● **Directive A**
Could you duplicate, verbatim, the part of the rows below that opens with the line containing "target | rooftop antenna" and closes with the line containing "x=209 y=307", both of those lines included?

== Excerpt ==

The sample of 20 American feature films from 1959 that I have added to the Cinemetrics database has revealed a feature that I did not expect. (Sort the database on year to quickly find them clumped together.) My belief had been that the cutting rate nearly always speeded up over the whole length of most ordinary commercial American features, and that any rare exceptions to this would be failures at the box office. However, I also believed that in art films (usually called “independent films” nowadays) and also in foreign films, the cutting rate very frequently slowed down over the course of the film. But the first degree trendline for my sample of American films shows that nearly half of them have slower cutting in the second half of the shots compared to that in the first half of the shots. The first degree trendline actually represents graphically the degree of difference between the ASL (Average Shot Length) for the first half of the shots in a film and the ASL for the second half of the shots in that film.

The films in my sample in which the cutting rate decreases over the
length of the film are *Compulsion, The Five Pennies, Gidget, Go, Johnny,
Go!, Heller in Pink Tights, Never So Few, The Nun’s Story, Ride Lonesome*,
and *Some Like it Hot*. Of these, *Some Like it Hot* and *Gidget*
certainly did very well at the box office, though I seem to remember that *Heller
in Pink Tights* did not. The others were reasonably successful, I think. As
you can see from the Cinemetrics graph, *Darby O’Gill and the Little People*
has a flat cutting rate over its length.

Of course, down the lengths of all these films, as in all films,
there are alternating stretches of slower and faster cutting, which can
sometimes be a bit difficult to make out on the Cinemetrics graphs. The higher
degree trendlines highlight these fluctuations to some extent, but are not
always completely successful in doing this. I can illustrate this problem with
the graph for *Ride Lonesome*, using the sixth degree and twelfth degree
trendlines.

===

● **Directive B**
Can you set down the whole piece above on cutting rates in 1959 American films, word for word?

== Extracted material ==

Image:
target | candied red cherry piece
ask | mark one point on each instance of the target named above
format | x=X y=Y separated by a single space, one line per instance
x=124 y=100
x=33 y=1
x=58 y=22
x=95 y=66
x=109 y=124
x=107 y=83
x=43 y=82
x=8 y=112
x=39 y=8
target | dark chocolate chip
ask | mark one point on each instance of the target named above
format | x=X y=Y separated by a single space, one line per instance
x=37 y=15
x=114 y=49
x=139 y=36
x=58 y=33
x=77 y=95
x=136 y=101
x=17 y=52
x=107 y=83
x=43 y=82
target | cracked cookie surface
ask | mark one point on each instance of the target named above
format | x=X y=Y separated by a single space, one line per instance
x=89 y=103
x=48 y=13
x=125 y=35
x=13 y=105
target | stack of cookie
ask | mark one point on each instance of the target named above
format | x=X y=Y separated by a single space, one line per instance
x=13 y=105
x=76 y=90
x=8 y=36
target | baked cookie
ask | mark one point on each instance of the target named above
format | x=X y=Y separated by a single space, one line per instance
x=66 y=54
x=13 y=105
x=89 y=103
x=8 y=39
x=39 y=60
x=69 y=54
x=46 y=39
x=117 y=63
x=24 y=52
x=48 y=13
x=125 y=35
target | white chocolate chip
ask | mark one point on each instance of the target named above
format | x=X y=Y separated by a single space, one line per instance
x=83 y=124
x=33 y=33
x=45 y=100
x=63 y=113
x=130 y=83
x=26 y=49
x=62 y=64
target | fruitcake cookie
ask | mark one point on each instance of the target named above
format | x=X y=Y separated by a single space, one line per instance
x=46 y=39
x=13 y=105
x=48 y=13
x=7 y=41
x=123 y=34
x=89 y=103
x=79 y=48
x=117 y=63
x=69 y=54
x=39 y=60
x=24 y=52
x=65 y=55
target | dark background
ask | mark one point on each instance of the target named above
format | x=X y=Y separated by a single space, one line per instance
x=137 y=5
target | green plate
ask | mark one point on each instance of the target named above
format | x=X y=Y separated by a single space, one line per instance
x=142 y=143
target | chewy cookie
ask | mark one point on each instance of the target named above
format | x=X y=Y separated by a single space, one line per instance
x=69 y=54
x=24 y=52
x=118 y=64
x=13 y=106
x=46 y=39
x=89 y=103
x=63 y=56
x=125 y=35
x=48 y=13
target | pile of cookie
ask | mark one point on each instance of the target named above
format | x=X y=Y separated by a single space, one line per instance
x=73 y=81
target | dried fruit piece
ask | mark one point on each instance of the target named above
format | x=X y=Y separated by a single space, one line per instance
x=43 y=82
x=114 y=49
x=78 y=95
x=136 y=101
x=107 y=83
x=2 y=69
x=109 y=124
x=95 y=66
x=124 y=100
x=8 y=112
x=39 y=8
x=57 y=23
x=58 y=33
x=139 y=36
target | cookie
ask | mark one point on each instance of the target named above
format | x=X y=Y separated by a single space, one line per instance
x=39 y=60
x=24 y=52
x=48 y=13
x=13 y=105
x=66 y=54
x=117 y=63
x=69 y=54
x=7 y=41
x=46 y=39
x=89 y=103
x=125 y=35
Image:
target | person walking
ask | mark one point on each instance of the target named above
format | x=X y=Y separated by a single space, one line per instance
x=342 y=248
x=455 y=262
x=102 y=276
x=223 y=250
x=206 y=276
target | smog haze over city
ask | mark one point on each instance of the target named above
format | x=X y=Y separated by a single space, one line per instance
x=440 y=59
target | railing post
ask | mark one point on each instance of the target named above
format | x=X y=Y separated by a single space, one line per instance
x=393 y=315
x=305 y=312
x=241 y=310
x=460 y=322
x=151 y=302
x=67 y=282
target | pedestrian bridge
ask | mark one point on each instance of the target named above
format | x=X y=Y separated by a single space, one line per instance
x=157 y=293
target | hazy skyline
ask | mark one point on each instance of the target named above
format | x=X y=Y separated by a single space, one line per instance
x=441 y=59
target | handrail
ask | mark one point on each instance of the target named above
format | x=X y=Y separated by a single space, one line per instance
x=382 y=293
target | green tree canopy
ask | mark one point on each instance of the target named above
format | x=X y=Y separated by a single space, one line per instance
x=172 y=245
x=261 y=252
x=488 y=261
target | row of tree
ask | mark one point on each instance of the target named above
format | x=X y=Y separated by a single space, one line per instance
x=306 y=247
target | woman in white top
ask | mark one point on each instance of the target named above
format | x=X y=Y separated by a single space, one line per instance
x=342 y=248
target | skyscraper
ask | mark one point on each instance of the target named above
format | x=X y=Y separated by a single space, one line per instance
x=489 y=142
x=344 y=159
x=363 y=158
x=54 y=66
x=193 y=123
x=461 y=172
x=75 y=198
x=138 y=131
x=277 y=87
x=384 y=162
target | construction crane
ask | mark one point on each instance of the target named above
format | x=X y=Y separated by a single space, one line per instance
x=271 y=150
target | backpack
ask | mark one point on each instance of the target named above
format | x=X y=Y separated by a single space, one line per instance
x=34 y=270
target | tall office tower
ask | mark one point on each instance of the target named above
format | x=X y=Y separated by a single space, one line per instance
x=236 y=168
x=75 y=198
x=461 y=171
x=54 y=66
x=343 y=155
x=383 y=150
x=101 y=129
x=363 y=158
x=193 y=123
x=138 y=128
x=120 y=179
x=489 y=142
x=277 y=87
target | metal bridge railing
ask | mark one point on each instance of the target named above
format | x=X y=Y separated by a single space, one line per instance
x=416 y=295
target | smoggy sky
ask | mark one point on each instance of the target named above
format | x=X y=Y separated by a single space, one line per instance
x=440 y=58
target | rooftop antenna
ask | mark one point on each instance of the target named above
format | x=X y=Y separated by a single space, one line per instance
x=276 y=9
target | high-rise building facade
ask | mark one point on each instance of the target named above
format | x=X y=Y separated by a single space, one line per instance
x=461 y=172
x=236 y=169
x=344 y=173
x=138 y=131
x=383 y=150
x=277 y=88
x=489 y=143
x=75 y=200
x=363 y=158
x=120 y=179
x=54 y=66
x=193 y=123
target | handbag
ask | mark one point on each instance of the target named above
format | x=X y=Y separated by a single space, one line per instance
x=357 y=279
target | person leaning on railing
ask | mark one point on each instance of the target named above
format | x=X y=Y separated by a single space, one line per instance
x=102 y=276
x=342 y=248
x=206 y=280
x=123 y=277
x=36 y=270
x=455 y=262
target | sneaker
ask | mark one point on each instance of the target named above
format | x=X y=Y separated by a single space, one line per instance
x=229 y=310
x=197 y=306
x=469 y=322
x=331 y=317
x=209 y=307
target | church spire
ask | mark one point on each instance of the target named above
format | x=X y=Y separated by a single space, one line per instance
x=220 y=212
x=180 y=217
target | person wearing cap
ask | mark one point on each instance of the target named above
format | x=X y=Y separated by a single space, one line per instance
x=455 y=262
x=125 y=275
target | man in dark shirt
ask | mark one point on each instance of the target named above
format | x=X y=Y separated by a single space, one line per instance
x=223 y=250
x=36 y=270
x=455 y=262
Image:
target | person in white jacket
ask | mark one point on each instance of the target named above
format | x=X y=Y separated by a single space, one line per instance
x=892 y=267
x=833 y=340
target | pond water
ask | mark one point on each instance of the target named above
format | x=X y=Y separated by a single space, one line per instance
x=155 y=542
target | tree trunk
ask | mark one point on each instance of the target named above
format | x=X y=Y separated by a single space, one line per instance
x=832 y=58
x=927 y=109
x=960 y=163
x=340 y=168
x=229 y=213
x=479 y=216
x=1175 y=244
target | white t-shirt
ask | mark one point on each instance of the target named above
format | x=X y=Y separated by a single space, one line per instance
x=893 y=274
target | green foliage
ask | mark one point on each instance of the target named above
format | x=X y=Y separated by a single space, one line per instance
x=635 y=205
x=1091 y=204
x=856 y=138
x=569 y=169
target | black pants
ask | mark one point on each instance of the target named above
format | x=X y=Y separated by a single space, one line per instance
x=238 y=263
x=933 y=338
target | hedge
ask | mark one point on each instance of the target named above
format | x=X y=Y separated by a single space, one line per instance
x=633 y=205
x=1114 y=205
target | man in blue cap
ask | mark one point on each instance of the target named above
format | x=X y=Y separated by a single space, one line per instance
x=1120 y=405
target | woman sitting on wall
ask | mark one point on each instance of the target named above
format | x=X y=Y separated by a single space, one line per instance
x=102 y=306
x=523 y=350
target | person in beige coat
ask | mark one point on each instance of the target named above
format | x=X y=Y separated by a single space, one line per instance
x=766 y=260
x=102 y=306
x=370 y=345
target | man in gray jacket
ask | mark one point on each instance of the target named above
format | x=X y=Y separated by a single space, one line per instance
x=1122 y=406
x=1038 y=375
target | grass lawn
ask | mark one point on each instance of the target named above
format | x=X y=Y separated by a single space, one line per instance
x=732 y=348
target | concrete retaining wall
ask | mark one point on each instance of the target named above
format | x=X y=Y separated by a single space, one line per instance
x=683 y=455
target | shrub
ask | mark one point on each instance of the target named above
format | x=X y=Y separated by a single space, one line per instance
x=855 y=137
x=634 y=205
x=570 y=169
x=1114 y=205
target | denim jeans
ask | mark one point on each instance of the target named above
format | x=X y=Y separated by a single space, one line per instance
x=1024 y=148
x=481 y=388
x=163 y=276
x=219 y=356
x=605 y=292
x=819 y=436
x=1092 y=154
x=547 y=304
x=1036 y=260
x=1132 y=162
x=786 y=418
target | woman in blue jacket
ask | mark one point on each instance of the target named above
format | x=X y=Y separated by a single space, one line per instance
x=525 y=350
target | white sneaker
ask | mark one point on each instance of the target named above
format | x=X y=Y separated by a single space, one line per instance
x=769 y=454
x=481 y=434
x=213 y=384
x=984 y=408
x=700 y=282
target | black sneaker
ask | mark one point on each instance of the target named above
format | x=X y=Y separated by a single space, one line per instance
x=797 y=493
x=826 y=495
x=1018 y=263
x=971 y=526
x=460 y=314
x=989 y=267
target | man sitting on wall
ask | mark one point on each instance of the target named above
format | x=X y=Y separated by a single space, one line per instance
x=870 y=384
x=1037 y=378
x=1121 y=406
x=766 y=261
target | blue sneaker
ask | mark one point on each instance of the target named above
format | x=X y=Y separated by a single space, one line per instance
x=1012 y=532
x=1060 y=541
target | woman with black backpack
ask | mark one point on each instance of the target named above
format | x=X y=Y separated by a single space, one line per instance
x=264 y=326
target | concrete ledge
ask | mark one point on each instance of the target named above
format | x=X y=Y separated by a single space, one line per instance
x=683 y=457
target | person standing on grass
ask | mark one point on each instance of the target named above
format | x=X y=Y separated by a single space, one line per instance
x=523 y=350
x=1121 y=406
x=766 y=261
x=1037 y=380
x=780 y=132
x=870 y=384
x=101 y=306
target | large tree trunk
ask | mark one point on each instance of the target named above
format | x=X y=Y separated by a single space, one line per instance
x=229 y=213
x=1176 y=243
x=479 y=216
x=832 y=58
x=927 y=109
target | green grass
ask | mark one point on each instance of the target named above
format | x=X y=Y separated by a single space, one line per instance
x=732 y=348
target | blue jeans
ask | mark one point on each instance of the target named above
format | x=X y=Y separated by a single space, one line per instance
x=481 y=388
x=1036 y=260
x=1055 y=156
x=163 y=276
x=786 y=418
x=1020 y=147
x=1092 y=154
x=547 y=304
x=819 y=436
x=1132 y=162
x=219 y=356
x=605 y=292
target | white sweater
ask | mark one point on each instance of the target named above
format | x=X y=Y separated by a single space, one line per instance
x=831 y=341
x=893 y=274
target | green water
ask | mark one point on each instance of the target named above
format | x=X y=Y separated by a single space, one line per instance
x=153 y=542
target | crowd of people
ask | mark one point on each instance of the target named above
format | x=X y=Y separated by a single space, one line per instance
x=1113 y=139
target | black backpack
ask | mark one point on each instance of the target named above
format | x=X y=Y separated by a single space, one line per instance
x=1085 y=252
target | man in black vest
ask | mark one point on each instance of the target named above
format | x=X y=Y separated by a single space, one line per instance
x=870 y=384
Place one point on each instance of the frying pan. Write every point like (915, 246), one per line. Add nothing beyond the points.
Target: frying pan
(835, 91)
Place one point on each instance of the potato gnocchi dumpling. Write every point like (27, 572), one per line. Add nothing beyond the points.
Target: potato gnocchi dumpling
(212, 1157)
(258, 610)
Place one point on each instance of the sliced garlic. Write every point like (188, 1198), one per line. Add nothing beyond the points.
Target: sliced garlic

===

● **Correct response A**
target | rooftop antenna
ask | mark one point on each instance of the target named above
format | x=X y=Y separated by a single space, one line per instance
x=276 y=9
target | high-rise building facade
ask | mark one point on each instance of the target named above
format | x=X y=Y separated by a single space, one line per instance
x=461 y=172
x=236 y=169
x=344 y=173
x=138 y=131
x=383 y=150
x=277 y=88
x=489 y=143
x=75 y=200
x=363 y=158
x=120 y=179
x=54 y=66
x=193 y=123
target | handbag
ask | mark one point on each instance of the target named above
format | x=X y=Y separated by a single space, one line per instance
x=357 y=279
target | person leaning on railing
ask | mark one point on each instance of the target named above
format | x=X y=Y separated by a single space, one line per instance
x=102 y=276
x=342 y=248
x=206 y=280
x=123 y=277
x=36 y=270
x=455 y=262
target | sneaker
ask | mark one point on each instance of the target named above
format | x=X y=Y separated by a single space, one line per instance
x=229 y=310
x=197 y=306
x=469 y=322
x=331 y=317
x=209 y=307

● **Correct response B**
The sample of 20 American feature films from 1959 that I have added to the Cinemetrics database has revealed a feature that I did not expect. (Sort the database on year to quickly find them clumped together.) My belief had been that the cutting rate nearly always speeded up over the whole length of most ordinary commercial American features, and that any rare exceptions to this would be failures at the box office. However, I also believed that in art films (usually called “independent films” nowadays) and also in foreign films, the cutting rate very frequently slowed down over the course of the film. But the first degree trendline for my sample of American films shows that nearly half of them have slower cutting in the second half of the shots compared to that in the first half of the shots. The first degree trendline actually represents graphically the degree of difference between the ASL (Average Shot Length) for the first half of the shots in a film and the ASL for the second half of the shots in that film.

The films in my sample in which the cutting rate decreases over the
length of the film are *Compulsion, The Five Pennies, Gidget, Go, Johnny,
Go!, Heller in Pink Tights, Never So Few, The Nun’s Story, Ride Lonesome*,
and *Some Like it Hot*. Of these, *Some Like it Hot* and *Gidget*
certainly did very well at the box office, though I seem to remember that *Heller
in Pink Tights* did not. The others were reasonably successful, I think. As
you can see from the Cinemetrics graph, *Darby O’Gill and the Little People*
has a flat cutting rate over its length.

Of course, down the lengths of all these films, as in all films,
there are alternating stretches of slower and faster cutting, which can
sometimes be a bit difficult to make out on the Cinemetrics graphs. The higher
degree trendlines highlight these fluctuations to some extent, but are not
always completely successful in doing this. I can illustrate this problem with
the graph for *Ride Lonesome*, using the sixth degree and twelfth degree
trendlines.